— 학습 목표 —
아래 기록 가운데 문자열 "blue"가 들어 있는 줄이 몇 개인지 세어 그 수만 쓰시오. 대문자와 소문자는 구별한다.

— 주어진 자료 —
• • • •

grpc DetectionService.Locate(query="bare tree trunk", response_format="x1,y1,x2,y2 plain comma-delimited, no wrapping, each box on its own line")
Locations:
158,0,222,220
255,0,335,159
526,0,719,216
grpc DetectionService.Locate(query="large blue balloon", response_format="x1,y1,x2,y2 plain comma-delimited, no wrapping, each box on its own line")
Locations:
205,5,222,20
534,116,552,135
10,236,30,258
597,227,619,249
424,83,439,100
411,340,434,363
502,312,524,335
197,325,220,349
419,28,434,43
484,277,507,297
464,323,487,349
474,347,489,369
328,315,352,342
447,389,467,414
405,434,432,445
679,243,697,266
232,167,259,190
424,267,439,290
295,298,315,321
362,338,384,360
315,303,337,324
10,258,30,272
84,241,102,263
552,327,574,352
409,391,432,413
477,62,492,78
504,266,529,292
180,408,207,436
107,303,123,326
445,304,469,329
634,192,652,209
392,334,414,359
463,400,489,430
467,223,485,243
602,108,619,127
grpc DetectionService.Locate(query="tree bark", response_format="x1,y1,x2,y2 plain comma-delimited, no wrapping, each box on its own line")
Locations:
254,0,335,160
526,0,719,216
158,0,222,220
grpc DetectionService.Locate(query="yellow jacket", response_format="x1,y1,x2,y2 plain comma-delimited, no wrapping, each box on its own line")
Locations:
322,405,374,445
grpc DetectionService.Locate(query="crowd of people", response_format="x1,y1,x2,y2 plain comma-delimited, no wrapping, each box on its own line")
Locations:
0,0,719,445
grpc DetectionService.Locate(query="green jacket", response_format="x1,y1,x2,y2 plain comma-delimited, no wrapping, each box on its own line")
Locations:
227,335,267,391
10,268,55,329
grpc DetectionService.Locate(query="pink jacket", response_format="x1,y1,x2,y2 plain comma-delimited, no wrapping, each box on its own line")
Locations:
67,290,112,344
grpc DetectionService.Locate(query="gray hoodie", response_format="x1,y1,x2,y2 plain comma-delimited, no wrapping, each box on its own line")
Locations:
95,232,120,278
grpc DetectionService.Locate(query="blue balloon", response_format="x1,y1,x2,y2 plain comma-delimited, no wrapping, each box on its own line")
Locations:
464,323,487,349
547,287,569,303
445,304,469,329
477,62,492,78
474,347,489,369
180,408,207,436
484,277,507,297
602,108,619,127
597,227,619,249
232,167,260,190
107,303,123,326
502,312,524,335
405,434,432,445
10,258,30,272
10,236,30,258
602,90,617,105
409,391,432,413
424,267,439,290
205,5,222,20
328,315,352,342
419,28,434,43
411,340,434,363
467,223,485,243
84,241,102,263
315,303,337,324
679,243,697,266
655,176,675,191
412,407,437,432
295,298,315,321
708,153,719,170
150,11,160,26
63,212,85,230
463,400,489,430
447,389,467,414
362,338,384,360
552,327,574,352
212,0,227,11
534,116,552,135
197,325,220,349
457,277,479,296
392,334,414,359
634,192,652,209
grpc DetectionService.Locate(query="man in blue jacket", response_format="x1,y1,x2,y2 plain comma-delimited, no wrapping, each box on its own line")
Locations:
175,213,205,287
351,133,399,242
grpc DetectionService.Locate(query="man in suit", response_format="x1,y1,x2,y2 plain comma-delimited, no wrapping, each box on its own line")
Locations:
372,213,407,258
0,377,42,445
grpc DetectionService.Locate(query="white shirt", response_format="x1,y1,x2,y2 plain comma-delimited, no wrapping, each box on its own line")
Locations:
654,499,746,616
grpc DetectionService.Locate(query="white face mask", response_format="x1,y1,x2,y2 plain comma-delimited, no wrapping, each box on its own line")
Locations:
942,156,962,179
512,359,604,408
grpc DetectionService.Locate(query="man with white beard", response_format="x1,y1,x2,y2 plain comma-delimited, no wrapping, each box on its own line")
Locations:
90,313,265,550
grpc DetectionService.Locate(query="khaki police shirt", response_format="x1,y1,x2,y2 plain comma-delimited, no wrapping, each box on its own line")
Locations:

• • • •

— 풀이 결과 —
3